> _DATA SHOWN_:
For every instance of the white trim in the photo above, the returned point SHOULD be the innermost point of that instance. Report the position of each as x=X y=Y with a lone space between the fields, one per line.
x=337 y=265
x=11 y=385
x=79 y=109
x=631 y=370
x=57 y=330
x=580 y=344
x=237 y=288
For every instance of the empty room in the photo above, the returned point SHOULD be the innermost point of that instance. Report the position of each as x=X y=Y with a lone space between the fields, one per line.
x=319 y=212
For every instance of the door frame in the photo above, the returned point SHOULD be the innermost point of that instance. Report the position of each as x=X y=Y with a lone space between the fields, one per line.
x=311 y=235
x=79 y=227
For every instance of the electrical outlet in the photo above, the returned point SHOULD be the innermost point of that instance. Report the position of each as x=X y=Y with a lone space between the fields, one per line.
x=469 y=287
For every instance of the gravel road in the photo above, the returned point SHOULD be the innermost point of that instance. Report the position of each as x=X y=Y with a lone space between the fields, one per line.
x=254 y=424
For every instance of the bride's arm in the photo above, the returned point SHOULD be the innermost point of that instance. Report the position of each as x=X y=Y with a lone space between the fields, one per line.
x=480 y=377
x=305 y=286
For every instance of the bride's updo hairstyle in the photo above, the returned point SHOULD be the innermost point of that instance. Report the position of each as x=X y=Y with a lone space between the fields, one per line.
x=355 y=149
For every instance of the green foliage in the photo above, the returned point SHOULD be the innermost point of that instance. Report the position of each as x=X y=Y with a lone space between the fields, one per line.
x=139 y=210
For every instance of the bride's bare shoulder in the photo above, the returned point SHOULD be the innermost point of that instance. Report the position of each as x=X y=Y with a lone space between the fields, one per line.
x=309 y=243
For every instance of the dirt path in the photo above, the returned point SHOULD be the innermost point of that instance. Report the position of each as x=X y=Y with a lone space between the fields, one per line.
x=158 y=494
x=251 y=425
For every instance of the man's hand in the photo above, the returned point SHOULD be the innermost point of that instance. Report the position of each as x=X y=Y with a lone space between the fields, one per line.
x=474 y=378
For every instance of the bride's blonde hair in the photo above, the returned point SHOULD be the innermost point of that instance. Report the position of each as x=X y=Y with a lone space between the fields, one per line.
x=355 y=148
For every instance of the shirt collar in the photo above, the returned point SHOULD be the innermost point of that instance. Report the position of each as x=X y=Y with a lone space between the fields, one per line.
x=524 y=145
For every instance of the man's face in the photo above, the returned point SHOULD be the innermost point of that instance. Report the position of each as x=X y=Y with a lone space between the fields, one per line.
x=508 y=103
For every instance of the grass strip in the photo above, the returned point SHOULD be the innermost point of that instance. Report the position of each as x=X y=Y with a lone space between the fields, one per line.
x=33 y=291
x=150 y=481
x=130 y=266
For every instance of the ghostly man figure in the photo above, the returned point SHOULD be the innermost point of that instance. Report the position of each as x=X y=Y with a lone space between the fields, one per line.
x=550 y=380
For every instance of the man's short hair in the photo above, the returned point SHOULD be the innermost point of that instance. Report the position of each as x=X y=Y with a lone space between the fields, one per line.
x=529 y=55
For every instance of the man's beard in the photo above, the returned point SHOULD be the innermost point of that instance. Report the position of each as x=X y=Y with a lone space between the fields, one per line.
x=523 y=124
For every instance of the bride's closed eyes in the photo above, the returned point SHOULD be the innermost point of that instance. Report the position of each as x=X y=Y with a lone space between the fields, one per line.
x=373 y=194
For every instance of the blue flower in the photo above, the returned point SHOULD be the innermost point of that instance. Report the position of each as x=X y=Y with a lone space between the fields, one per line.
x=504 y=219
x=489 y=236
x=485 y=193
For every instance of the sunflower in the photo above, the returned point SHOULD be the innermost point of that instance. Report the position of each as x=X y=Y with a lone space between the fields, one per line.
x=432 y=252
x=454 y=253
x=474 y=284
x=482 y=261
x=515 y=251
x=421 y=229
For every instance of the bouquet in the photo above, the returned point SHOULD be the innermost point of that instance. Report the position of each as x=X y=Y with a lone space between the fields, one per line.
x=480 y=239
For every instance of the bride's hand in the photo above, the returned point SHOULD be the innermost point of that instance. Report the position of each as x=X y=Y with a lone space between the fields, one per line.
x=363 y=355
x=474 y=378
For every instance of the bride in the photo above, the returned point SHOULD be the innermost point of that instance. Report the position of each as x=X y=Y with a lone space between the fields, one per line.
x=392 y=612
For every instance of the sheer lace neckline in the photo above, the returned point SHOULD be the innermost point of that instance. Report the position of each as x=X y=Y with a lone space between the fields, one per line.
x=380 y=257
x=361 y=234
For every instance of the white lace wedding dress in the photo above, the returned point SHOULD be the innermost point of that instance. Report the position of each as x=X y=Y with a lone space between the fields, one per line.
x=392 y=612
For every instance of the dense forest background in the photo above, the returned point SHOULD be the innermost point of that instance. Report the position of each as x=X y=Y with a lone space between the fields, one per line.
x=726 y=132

> _WHAT IS EXPECTED_: Convert the data above into a Markdown table with the columns Row and Line. Give each nonblank line its own row.

> _ANSWER BELOW_:
| Row | Line |
|---|---|
| 1 | For every instance of the white trim in the photo above, the returned point SHOULD be the innermost point of that instance. Report the position of each as x=X y=Y with a lone space between the fields, one per line. |
| 2 | x=337 y=265 |
| 3 | x=11 y=385 |
| 4 | x=79 y=109 |
| 5 | x=631 y=370 |
| 6 | x=57 y=330 |
| 7 | x=580 y=344 |
| 8 | x=237 y=288 |
| 9 | For every instance of the empty room in the photo above, the returned point SHOULD be the innermost point of that instance. Report the position of each as x=X y=Y with a lone space between the fields, one per line. |
| 10 | x=319 y=212 |
| 11 | For every instance of the door frame in the photo above, the returned point SHOULD be the innermost point of that instance. Report the position of each as x=X y=Y with a lone space between the fields, one per line. |
| 12 | x=311 y=235 |
| 13 | x=79 y=227 |
| 14 | For every instance of the electrical outlet in the photo above, the returned point SHOULD be the innermost point of that instance. Report the position of each as x=X y=Y with a lone space between the fields, one per line. |
| 15 | x=469 y=287 |
| 16 | For every instance of the gravel road in the photo above, the returned point SHOULD be the innermost point of that instance. Report the position of each as x=X y=Y with a lone space between the fields, one per line. |
| 17 | x=254 y=424 |
| 18 | For every instance of the bride's arm in the photo above, the returned point SHOULD be the innermost point of that instance. Report the position of each as x=X y=Y with a lone space between the fields, one per line. |
| 19 | x=480 y=377 |
| 20 | x=305 y=286 |
| 21 | For every instance of the bride's updo hairstyle in the photo above, the returned point SHOULD be the innermost point of that instance. Report the position of each as x=X y=Y with a lone space between the fields, one per line. |
| 22 | x=355 y=149 |
| 23 | For every instance of the green foliage in the photo above, the returned point SHOULD be the innermost point of that instance. Report the position of each as x=X y=Y with a lone space between the fields, one per line. |
| 24 | x=139 y=210 |
| 25 | For every instance of the bride's bare shoulder in the photo above, the returned point SHOULD be the innermost point of that instance. Report the position of each as x=X y=Y with a lone space between the fields, one per line. |
| 26 | x=309 y=243 |
| 27 | For every instance of the dirt path in the photo above, the returned point SHOULD be the innermost point of that instance. Report the position of each as x=X y=Y with a lone space between the fields, one per line. |
| 28 | x=158 y=494 |
| 29 | x=251 y=425 |
| 30 | For every instance of the man's hand in the photo above, the returned point SHOULD be the innermost point of that instance. Report the position of each as x=X y=Y with a lone space between the fields, one per line. |
| 31 | x=474 y=378 |
| 32 | For every instance of the bride's blonde hair in the photo above, the returned point SHOULD be the innermost point of that instance. Report the position of each as x=X y=Y with a lone space between the fields, one per line. |
| 33 | x=355 y=148 |
| 34 | For every instance of the shirt collar in the photo above, the returned point SHOULD be the innermost point of that instance. Report the position of each as x=X y=Y with a lone space between the fields, one per line. |
| 35 | x=524 y=145 |
| 36 | For every instance of the man's face in the photo above, the returned point SHOULD be the innermost point of that instance. Report the position of each as x=X y=Y with a lone space between the fields, one per line. |
| 37 | x=508 y=103 |
| 38 | For every instance of the grass strip in the photo above, the returned point SHOULD be the innermost point of that instance. Report the position of each as x=X y=Y with a lone space between the fields, one per line. |
| 39 | x=33 y=291 |
| 40 | x=150 y=481 |
| 41 | x=130 y=266 |
| 42 | For every instance of the ghostly man figure in the photo above, the returned point SHOULD be the innermost point of that instance. Report the position of each as x=X y=Y with a lone space between the fields, one per line. |
| 43 | x=550 y=380 |
| 44 | For every instance of the man's short hair in the photo above, the returned point SHOULD be the innermost point of that instance. Report the position of each as x=X y=Y with a lone space between the fields, one per line. |
| 45 | x=529 y=55 |
| 46 | For every instance of the man's beard in the photo above, the returned point SHOULD be the innermost point of that instance. Report the position of each as x=X y=Y with a lone space between the fields, one per line. |
| 47 | x=523 y=124 |
| 48 | For every instance of the bride's closed eyes in the photo above, the returned point SHOULD be the innermost point of that instance. Report the position of each as x=X y=Y with a lone space between the fields, one per line. |
| 49 | x=373 y=194 |
| 50 | For every instance of the blue flower in the photo above, the returned point SHOULD be the innermost point of that instance. Report the position of each as x=X y=Y with a lone space between the fields, one per line. |
| 51 | x=504 y=219 |
| 52 | x=489 y=236 |
| 53 | x=485 y=193 |
| 54 | For every instance of the sunflower in the photo above, the returned point SHOULD be the innermost point of that instance. Report the position of each as x=X y=Y with a lone space between the fields, one per line. |
| 55 | x=432 y=252 |
| 56 | x=454 y=253 |
| 57 | x=474 y=284 |
| 58 | x=482 y=261 |
| 59 | x=515 y=251 |
| 60 | x=421 y=229 |
| 61 | For every instance of the bouquet in the photo above, the returned point SHOULD be the innermost point of that instance. Report the position of each as x=X y=Y with a lone space between the fields, one per line. |
| 62 | x=480 y=239 |
| 63 | For every instance of the bride's hand in the photo above, the returned point SHOULD be the innermost point of that instance. Report the position of each as x=X y=Y with a lone space between the fields, one per line. |
| 64 | x=363 y=355 |
| 65 | x=474 y=378 |
| 66 | For every instance of the bride in the photo above, the returned point SHOULD be the innermost point of that instance. Report the position of each as x=X y=Y with a lone space between the fields, one per line. |
| 67 | x=392 y=612 |
| 68 | For every instance of the sheer lace neckline in the photo above, the returned point SHOULD be the innermost point of that instance. Report the position of each as x=X y=Y with a lone space between the fields, one per line. |
| 69 | x=380 y=257 |
| 70 | x=361 y=234 |
| 71 | For every instance of the white lace wedding dress in the photo above, the returned point SHOULD be the innermost point of that instance. Report the position of each as x=X y=Y with a lone space between the fields, one per line. |
| 72 | x=392 y=612 |
| 73 | For every instance of the dense forest background in the photo above, the returned point SHOULD be the innermost point of that instance. Report the position of each as x=X y=Y with a lone space between the fields, one per line. |
| 74 | x=726 y=132 |